TASK 1
In the records below, rewrite the lines from the one with "Box white ceramic plant pot for me." to the one with "[424,477,526,568]", changing "for me" to "for us" and leaving everything else unchanged.
|---|
Keen eyed observers may have noticed that last Friday when I posted about converting my various Racket libraries to Planet 2 packages, that there was a new package there I haven’t otherwise talked about: bit-struct. Today seems like a good time to talk about that. Theoretically, I’ll also have another post or two this week showing exactly what I’m doing with it (spoilers: it involves sending on the order of billions of DNS requests1).
If you’d like to go straight to the code, it’s available on GitHub: jpverkamp/bit-struct. Along with the new Planet 2 packages, I also have documentation now, available here: bit-struct documentation.
|---|
TASK 2
Copy out the post about the bit-struct package above in full, word for word.

DATA SUPPLIED
|---|
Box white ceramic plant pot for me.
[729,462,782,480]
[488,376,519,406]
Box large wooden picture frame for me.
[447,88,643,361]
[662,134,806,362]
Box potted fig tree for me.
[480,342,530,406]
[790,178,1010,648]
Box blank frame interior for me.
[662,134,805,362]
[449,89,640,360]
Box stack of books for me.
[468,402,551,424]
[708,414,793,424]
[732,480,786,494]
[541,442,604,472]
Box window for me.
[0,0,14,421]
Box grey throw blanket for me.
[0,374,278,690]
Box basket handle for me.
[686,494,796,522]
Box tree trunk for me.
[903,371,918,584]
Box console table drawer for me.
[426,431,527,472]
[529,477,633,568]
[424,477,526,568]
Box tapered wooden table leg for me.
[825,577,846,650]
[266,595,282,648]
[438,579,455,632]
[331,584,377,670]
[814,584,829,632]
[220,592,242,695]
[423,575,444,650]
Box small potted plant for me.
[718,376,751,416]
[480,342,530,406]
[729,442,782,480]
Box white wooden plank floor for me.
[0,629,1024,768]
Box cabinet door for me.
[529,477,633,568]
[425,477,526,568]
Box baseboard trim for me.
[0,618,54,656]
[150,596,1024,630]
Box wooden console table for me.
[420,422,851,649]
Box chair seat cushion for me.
|---|
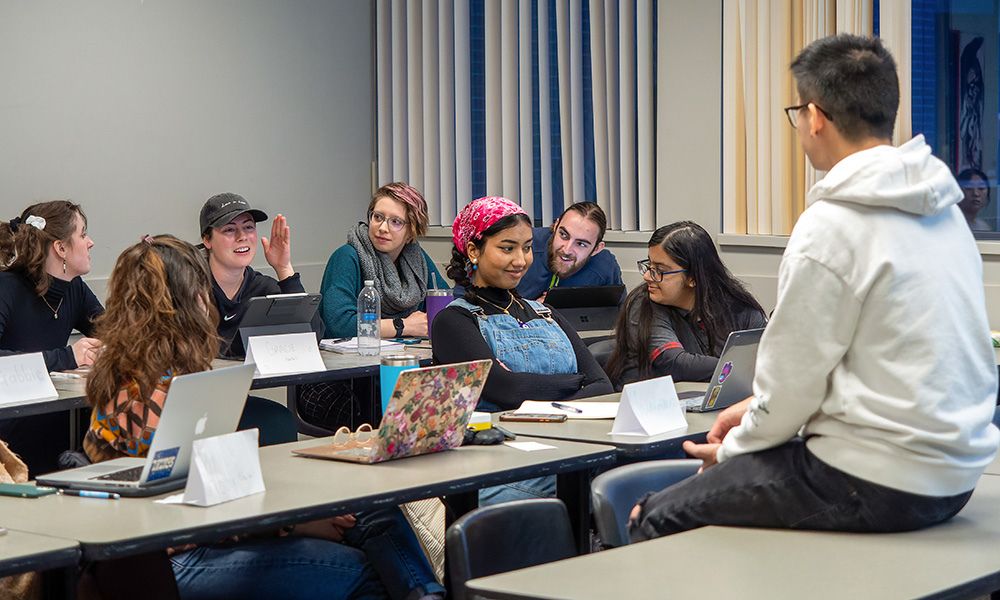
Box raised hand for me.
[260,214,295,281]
|---|
WORKED SOLUTION 1
Box white ceramic plant pot for us.
[729,462,782,480]
[488,376,519,406]
Box large wooden picture frame for us.
[447,88,643,361]
[662,134,806,362]
Box potted fig tree for us.
[480,342,530,406]
[790,178,1010,648]
Box blank frame interior for us.
[662,134,805,362]
[449,89,640,360]
Box stack of books for us.
[468,402,551,424]
[708,414,793,424]
[732,480,786,494]
[541,442,604,472]
Box window for us.
[0,0,14,421]
Box grey throw blanket for us.
[0,374,278,690]
Box basket handle for us.
[686,494,796,522]
Box tree trunk for us.
[903,371,918,584]
Box console table drawer for us.
[426,431,527,472]
[529,477,633,568]
[424,477,526,568]

WORKED SOLUTION 2
Keen eyed observers may have noticed that last Friday when I posted about converting my various Racket libraries to Planet 2 packages, that there was a new package there I haven’t otherwise talked about: bit-struct. Today seems like a good time to talk about that. Theoretically, I’ll also have another post or two this week showing exactly what I’m doing with it (spoilers: it involves sending on the order of billions of DNS requests1).
If you’d like to go straight to the code, it’s available on GitHub: jpverkamp/bit-struct. Along with the new Planet 2 packages, I also have documentation now, available here: bit-struct documentation.